Description of the task => Write out every entry exactly as given, but omit the pictures.
◇ ◇ ◇ ◇ ◇ ◇ ◇
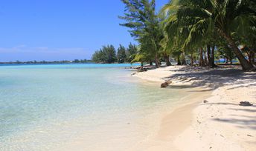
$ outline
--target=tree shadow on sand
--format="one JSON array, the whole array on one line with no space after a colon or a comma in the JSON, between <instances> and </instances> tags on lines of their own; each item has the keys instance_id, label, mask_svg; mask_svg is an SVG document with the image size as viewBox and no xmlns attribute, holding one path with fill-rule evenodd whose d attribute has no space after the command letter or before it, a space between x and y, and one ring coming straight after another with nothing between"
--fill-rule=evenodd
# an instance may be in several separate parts
<instances>
[{"instance_id":1,"label":"tree shadow on sand","mask_svg":"<svg viewBox=\"0 0 256 151\"><path fill-rule=\"evenodd\" d=\"M174 79L184 83L190 82L192 83L191 87L204 87L208 90L214 90L230 84L240 84L239 87L231 87L230 89L248 87L243 86L243 84L248 84L252 80L255 80L255 83L252 83L249 86L256 86L256 73L244 73L240 69L218 68L212 70L184 67L172 71L177 71L179 73L165 77L164 79ZM170 85L169 87L175 88L175 86Z\"/></svg>"}]
</instances>

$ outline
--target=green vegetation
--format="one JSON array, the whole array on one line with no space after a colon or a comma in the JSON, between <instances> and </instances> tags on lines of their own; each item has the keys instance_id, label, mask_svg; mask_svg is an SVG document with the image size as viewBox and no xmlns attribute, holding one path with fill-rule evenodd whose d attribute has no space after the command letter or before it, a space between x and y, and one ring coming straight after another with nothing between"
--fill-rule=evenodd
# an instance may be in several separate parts
<instances>
[{"instance_id":1,"label":"green vegetation","mask_svg":"<svg viewBox=\"0 0 256 151\"><path fill-rule=\"evenodd\" d=\"M131 62L137 54L137 47L130 44L128 48L120 44L118 51L112 45L103 46L92 55L92 61L96 63Z\"/></svg>"},{"instance_id":2,"label":"green vegetation","mask_svg":"<svg viewBox=\"0 0 256 151\"><path fill-rule=\"evenodd\" d=\"M256 1L250 0L172 0L160 12L154 0L121 0L121 26L130 29L138 50L129 61L214 67L215 58L232 64L237 58L245 71L255 70ZM124 56L121 48L118 62Z\"/></svg>"}]
</instances>

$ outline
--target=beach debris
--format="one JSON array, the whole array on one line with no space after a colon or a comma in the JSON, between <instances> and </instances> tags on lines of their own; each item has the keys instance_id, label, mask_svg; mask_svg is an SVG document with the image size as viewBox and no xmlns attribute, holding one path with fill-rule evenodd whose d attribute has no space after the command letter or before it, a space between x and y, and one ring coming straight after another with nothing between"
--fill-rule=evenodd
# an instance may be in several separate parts
<instances>
[{"instance_id":1,"label":"beach debris","mask_svg":"<svg viewBox=\"0 0 256 151\"><path fill-rule=\"evenodd\" d=\"M240 101L239 104L240 106L249 107L252 106L253 104L249 101Z\"/></svg>"},{"instance_id":2,"label":"beach debris","mask_svg":"<svg viewBox=\"0 0 256 151\"><path fill-rule=\"evenodd\" d=\"M164 87L168 87L168 85L170 85L173 81L170 80L168 80L162 84L161 84L161 87L164 88Z\"/></svg>"}]
</instances>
◇ ◇ ◇ ◇ ◇ ◇ ◇
Response =>
$ outline
--target=tree shadow on sand
--format="one JSON array, the whole array on one line with no space after a colon or a comma in the JSON, between <instances> and </instances> tags on lines of their own; each item has the keys instance_id, label, mask_svg; mask_svg is an SVG document with the image size as viewBox and no xmlns attribute, holding one path with fill-rule evenodd whose d attribute has no space after the command letter or before it, a space between x and y, and one ring coming straight after another with nothing between"
--fill-rule=evenodd
# an instance may be in several separate parts
<instances>
[{"instance_id":1,"label":"tree shadow on sand","mask_svg":"<svg viewBox=\"0 0 256 151\"><path fill-rule=\"evenodd\" d=\"M174 79L184 83L190 82L192 83L191 87L204 87L208 90L214 90L230 84L240 84L239 87L231 87L230 89L248 87L243 86L243 84L248 84L252 80L255 80L255 83L252 83L249 86L256 86L256 73L244 73L240 69L218 68L212 70L184 67L172 71L177 71L179 73L165 77L164 79ZM170 85L169 87L175 88L175 86Z\"/></svg>"}]
</instances>

$ outline
--target=green vegetation
--format="one JSON array, the whole array on one line with no space after a colon or a comma in the JSON, between <instances> and </instances> tags on lines of their own; each item has the keys instance_id, label, mask_svg; mask_svg is an SVG document with the image size as viewBox and no xmlns attribute, holding one path with fill-rule evenodd whose d attribute has no space after the command letter or before it, a space between x and y, and one ring coming straight after another with nothing between"
--fill-rule=evenodd
# an instance may be in several separate parts
<instances>
[{"instance_id":1,"label":"green vegetation","mask_svg":"<svg viewBox=\"0 0 256 151\"><path fill-rule=\"evenodd\" d=\"M131 62L137 54L137 47L130 44L128 48L120 44L118 51L112 45L103 46L92 55L92 61L96 63Z\"/></svg>"},{"instance_id":2,"label":"green vegetation","mask_svg":"<svg viewBox=\"0 0 256 151\"><path fill-rule=\"evenodd\" d=\"M256 1L250 0L172 0L160 12L154 0L121 0L121 26L130 29L138 50L129 61L214 67L215 58L232 64L237 58L245 71L255 70ZM124 56L121 48L118 62Z\"/></svg>"}]
</instances>

$ outline
--target=beach debris
--format="one JSON array, the whole array on one line with no space after a colon or a comma in the JSON, between <instances> and </instances> tags on lines of their own; each item has the keys instance_id, label, mask_svg; mask_svg is an SVG document with the image size as viewBox and no xmlns attribute, holding one path with fill-rule evenodd whose d attribute has no space after the command letter or before it, a space between x and y, and one ring coming straight after another with nothing between"
--fill-rule=evenodd
# an instance may be in several separate parts
<instances>
[{"instance_id":1,"label":"beach debris","mask_svg":"<svg viewBox=\"0 0 256 151\"><path fill-rule=\"evenodd\" d=\"M240 101L239 104L240 106L249 107L252 106L253 104L249 101Z\"/></svg>"},{"instance_id":2,"label":"beach debris","mask_svg":"<svg viewBox=\"0 0 256 151\"><path fill-rule=\"evenodd\" d=\"M164 87L168 87L168 85L170 85L173 81L170 80L168 80L162 84L161 84L161 87L164 88Z\"/></svg>"}]
</instances>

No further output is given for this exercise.